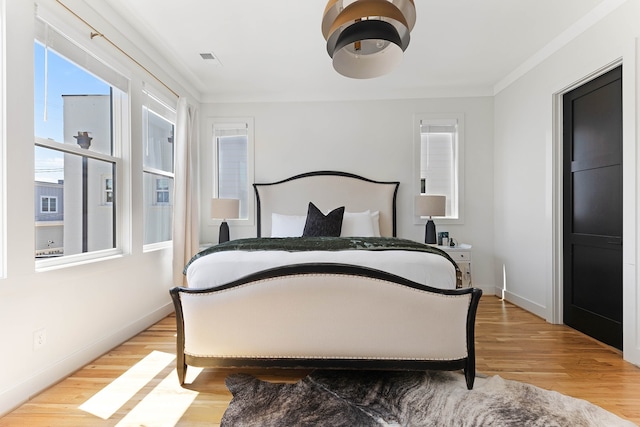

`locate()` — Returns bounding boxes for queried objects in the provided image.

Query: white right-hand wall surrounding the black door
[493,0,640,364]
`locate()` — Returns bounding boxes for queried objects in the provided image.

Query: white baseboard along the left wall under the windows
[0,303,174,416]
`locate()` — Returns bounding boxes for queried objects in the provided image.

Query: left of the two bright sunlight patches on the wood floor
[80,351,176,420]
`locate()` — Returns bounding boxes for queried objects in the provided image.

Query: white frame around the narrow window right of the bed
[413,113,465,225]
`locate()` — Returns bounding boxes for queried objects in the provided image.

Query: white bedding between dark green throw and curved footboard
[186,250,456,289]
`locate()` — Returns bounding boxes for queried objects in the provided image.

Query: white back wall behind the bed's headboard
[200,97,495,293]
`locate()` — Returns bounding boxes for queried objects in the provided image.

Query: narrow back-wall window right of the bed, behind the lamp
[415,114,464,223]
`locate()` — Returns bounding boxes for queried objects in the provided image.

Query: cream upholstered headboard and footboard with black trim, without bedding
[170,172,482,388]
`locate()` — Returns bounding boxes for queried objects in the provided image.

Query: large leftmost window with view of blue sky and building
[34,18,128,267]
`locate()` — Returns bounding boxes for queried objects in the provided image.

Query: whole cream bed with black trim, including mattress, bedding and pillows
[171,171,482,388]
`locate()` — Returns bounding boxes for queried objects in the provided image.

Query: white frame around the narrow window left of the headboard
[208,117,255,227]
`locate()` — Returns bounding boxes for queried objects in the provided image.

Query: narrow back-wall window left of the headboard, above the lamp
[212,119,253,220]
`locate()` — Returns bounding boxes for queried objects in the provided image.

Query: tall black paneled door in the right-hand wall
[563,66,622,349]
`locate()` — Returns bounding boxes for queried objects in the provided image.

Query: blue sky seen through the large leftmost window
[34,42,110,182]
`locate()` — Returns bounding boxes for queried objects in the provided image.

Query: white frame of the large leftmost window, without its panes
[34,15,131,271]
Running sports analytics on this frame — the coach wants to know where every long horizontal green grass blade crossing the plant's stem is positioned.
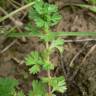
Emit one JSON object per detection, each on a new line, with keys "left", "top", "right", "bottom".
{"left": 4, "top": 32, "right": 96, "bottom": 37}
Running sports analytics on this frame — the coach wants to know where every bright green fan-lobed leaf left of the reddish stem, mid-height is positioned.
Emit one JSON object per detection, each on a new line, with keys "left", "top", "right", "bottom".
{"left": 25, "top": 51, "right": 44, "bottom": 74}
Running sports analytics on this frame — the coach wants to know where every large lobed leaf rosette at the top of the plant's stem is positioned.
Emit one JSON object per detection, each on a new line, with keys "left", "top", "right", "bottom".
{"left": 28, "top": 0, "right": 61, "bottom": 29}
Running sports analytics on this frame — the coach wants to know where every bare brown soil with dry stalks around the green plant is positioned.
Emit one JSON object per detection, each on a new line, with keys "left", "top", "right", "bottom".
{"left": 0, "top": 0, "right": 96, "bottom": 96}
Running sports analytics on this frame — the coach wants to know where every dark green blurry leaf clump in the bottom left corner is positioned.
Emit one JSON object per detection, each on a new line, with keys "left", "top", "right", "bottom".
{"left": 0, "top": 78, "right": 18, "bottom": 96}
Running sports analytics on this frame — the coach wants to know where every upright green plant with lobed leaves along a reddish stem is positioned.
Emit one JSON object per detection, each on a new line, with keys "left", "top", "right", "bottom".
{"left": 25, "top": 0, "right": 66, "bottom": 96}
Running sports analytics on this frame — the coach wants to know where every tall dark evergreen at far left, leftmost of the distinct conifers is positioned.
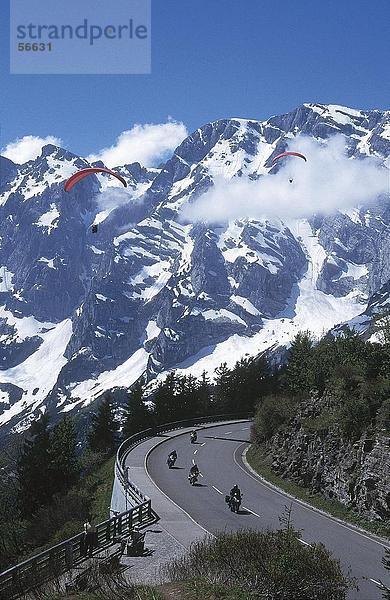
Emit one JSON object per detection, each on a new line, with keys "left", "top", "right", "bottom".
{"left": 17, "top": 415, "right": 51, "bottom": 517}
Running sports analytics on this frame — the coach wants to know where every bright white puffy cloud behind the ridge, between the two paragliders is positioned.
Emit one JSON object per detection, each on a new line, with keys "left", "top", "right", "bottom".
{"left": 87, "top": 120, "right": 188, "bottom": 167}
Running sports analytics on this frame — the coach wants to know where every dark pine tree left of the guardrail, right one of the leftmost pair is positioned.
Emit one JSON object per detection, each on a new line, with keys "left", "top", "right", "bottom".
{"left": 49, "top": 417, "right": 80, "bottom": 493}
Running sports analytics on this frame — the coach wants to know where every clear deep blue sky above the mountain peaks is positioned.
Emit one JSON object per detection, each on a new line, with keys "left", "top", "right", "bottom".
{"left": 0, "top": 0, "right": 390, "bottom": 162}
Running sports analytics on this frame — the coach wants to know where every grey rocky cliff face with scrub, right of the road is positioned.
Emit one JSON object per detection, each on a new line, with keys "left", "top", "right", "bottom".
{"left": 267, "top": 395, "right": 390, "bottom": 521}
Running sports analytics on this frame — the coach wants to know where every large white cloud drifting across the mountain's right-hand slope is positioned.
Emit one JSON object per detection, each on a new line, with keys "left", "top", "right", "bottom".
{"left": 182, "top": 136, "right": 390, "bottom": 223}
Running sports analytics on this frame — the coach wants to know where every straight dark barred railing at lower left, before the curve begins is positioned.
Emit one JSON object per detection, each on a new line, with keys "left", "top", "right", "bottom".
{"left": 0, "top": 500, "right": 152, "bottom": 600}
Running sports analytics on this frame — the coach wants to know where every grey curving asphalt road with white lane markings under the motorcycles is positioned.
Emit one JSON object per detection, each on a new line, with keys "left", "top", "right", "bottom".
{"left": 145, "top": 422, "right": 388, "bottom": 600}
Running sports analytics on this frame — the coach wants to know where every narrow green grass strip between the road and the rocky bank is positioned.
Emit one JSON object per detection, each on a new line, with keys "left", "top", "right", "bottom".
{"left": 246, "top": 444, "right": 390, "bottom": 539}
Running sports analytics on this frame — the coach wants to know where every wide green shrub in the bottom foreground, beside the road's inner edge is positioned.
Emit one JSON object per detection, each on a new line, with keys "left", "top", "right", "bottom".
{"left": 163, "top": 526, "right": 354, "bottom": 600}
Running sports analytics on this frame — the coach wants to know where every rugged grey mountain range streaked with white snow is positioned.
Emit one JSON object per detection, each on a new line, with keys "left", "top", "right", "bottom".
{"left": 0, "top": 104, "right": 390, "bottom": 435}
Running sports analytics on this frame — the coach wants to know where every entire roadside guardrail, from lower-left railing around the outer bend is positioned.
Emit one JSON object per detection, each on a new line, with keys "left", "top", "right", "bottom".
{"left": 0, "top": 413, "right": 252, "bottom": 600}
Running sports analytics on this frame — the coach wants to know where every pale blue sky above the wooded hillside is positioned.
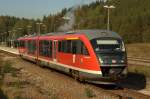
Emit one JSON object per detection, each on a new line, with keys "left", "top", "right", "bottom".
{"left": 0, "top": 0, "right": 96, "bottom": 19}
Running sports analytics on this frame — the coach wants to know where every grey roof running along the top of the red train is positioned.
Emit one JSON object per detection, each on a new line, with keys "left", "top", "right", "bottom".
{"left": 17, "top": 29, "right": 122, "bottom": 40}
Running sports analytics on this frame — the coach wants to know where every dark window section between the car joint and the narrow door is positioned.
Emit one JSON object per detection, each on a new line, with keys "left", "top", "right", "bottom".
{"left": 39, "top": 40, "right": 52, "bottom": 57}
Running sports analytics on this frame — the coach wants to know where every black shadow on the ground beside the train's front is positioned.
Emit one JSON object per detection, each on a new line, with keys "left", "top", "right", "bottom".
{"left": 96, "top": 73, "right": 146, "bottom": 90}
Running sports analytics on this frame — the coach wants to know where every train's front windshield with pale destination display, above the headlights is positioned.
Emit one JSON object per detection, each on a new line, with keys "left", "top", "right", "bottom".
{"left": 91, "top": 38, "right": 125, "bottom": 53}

########################################

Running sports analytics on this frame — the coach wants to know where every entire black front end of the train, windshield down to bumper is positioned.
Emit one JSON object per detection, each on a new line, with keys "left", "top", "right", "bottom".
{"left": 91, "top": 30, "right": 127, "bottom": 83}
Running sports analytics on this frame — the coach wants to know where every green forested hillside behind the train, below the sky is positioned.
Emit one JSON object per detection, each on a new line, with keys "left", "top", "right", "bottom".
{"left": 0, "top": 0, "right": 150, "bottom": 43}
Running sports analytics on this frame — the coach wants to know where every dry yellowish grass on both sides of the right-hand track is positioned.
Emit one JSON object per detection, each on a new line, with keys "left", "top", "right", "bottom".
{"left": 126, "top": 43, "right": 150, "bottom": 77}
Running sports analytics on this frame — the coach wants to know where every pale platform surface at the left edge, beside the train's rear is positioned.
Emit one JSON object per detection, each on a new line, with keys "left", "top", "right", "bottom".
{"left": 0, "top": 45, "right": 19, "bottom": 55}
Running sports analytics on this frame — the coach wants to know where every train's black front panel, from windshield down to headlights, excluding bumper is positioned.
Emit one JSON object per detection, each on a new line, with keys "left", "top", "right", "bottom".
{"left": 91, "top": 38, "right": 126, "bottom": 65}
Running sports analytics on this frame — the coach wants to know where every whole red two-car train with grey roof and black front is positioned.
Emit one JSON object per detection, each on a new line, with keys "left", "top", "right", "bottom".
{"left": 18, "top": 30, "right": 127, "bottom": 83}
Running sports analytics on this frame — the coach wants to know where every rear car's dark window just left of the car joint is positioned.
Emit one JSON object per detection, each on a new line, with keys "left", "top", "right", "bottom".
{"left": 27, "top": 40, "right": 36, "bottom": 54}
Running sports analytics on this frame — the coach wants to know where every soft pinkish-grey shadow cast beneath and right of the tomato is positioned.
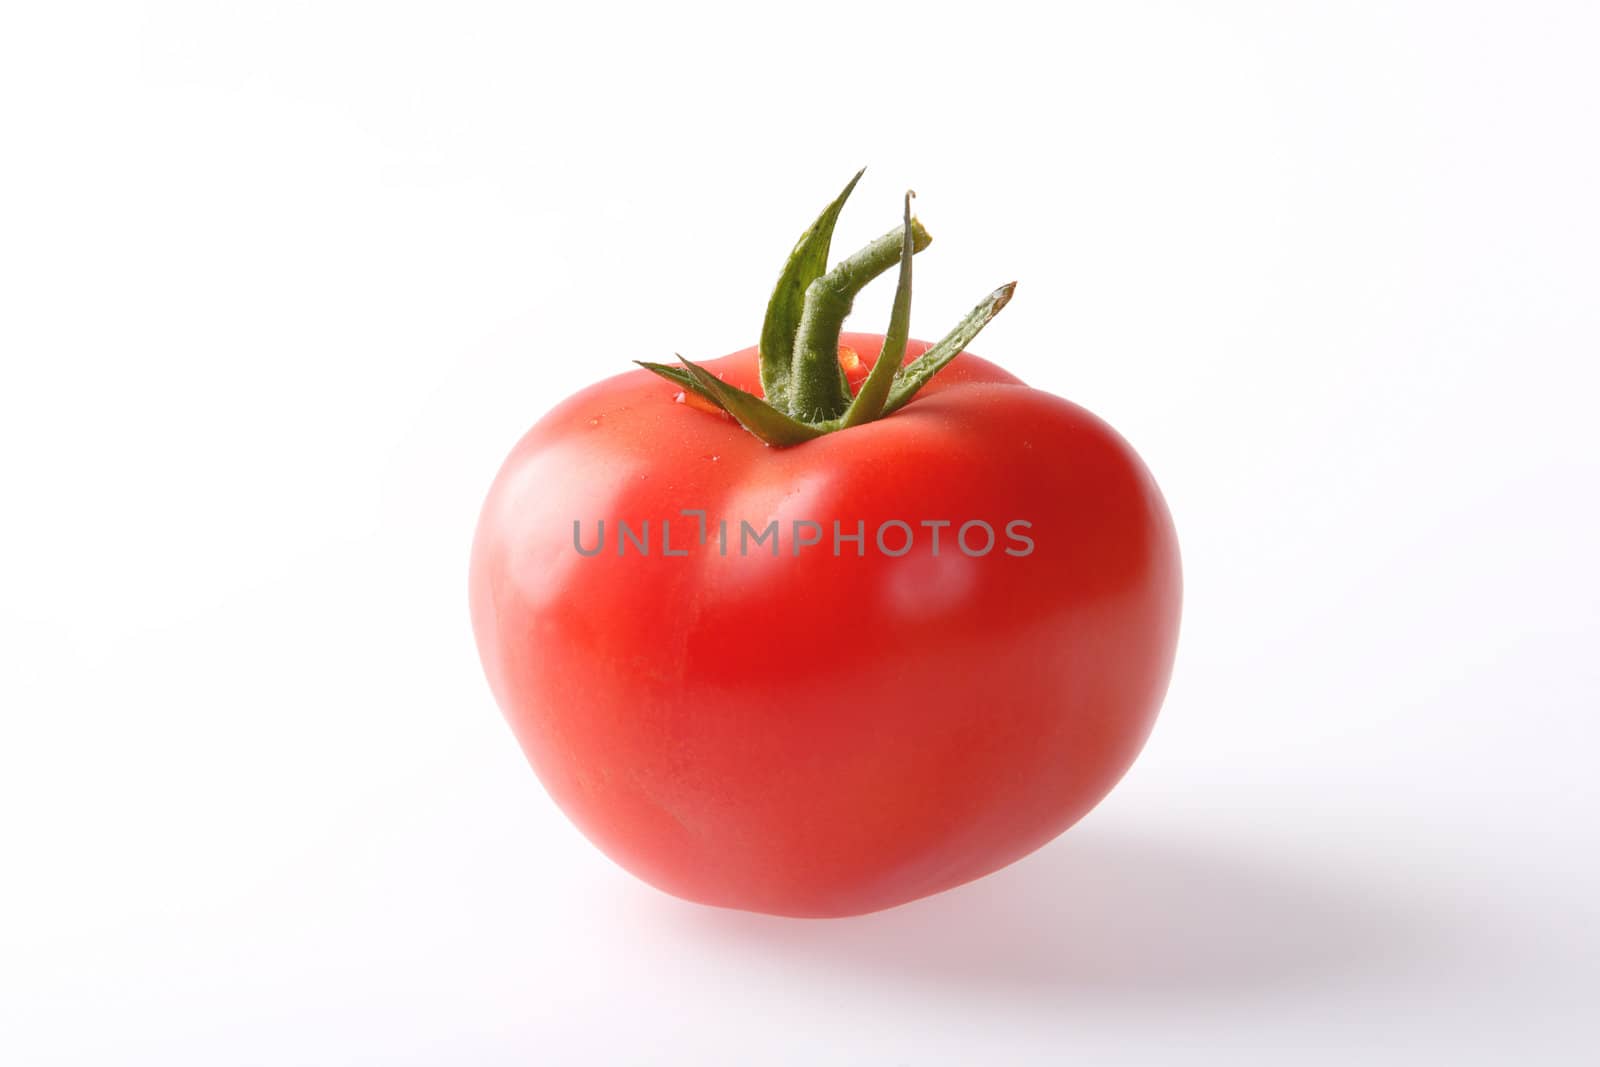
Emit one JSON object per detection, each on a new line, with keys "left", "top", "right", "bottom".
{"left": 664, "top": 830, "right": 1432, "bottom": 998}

########################################

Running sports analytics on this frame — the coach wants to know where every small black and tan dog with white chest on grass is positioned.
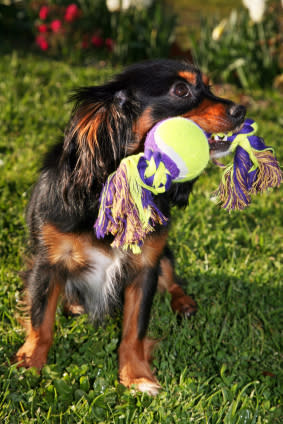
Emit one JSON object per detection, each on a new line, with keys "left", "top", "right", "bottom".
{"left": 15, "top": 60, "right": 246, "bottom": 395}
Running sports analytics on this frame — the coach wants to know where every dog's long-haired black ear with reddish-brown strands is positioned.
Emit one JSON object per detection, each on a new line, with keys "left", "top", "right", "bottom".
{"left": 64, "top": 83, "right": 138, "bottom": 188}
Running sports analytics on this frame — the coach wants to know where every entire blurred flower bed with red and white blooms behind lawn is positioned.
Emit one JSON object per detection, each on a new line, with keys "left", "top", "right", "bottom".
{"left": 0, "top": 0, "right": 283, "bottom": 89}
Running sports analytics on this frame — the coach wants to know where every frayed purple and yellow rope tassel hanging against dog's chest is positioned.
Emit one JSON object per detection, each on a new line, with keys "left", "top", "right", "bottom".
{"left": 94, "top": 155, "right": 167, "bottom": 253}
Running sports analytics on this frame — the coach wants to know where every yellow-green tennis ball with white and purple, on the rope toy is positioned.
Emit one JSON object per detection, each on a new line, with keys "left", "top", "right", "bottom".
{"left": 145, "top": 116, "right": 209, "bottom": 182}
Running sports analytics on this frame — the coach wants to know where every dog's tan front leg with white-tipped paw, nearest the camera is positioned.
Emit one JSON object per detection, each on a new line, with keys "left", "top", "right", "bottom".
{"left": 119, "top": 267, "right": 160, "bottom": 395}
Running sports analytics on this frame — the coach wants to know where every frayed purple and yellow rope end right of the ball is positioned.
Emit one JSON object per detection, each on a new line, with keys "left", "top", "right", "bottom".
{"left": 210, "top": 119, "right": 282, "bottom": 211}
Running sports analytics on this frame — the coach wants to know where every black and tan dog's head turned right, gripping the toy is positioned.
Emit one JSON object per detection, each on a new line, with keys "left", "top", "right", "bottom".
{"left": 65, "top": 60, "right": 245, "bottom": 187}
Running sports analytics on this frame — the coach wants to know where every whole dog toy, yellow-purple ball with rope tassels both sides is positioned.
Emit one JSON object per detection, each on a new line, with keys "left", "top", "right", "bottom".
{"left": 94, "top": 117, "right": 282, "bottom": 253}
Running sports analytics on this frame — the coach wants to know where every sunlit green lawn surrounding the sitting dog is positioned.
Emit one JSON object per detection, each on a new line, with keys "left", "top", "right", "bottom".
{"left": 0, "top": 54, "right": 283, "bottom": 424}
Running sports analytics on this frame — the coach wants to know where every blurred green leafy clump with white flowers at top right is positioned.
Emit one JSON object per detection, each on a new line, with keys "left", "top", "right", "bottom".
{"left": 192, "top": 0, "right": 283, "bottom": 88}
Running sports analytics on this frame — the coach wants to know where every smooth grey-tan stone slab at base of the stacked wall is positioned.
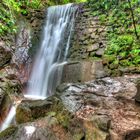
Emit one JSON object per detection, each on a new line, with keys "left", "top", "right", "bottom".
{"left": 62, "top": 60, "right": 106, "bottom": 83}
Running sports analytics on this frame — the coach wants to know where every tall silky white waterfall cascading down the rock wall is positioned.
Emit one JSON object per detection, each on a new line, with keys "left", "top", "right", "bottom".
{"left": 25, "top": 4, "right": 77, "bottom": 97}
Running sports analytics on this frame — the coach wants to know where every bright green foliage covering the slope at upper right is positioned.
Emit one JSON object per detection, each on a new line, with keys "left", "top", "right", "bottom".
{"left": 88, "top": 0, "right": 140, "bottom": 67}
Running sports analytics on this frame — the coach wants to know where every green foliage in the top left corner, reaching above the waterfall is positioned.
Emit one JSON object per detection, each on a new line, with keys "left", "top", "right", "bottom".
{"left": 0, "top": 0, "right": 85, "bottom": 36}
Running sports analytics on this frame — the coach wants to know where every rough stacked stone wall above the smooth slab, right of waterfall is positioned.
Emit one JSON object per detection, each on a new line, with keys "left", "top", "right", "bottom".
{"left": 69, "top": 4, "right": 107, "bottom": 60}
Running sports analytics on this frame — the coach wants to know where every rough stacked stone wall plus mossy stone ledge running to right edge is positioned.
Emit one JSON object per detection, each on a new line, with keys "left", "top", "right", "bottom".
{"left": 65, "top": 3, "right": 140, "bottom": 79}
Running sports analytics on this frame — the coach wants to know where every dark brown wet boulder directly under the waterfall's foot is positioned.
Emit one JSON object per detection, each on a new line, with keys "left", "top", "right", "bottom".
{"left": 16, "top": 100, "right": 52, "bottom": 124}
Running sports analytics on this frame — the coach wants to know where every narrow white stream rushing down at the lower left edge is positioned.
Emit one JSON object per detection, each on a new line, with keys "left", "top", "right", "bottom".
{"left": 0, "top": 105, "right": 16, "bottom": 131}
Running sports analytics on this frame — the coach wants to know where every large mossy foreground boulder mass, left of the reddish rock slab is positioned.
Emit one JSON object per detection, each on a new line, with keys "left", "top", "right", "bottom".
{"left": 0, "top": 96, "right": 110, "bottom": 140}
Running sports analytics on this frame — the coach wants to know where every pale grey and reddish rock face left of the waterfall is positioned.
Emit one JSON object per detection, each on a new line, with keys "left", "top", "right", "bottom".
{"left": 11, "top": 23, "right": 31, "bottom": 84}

########################################

REQUIRED ACTION = Show me every line of the entries above that holds "frayed".

TASK RESPONSE =
Running sports analytics on this frame — the coach wants to know where every frayed purple and yellow rope tassel hanging against dog's chest is positioned.
Running sports analytics on this frame — the coach wants to know where every frayed purple and yellow rope end right of the ball is positioned.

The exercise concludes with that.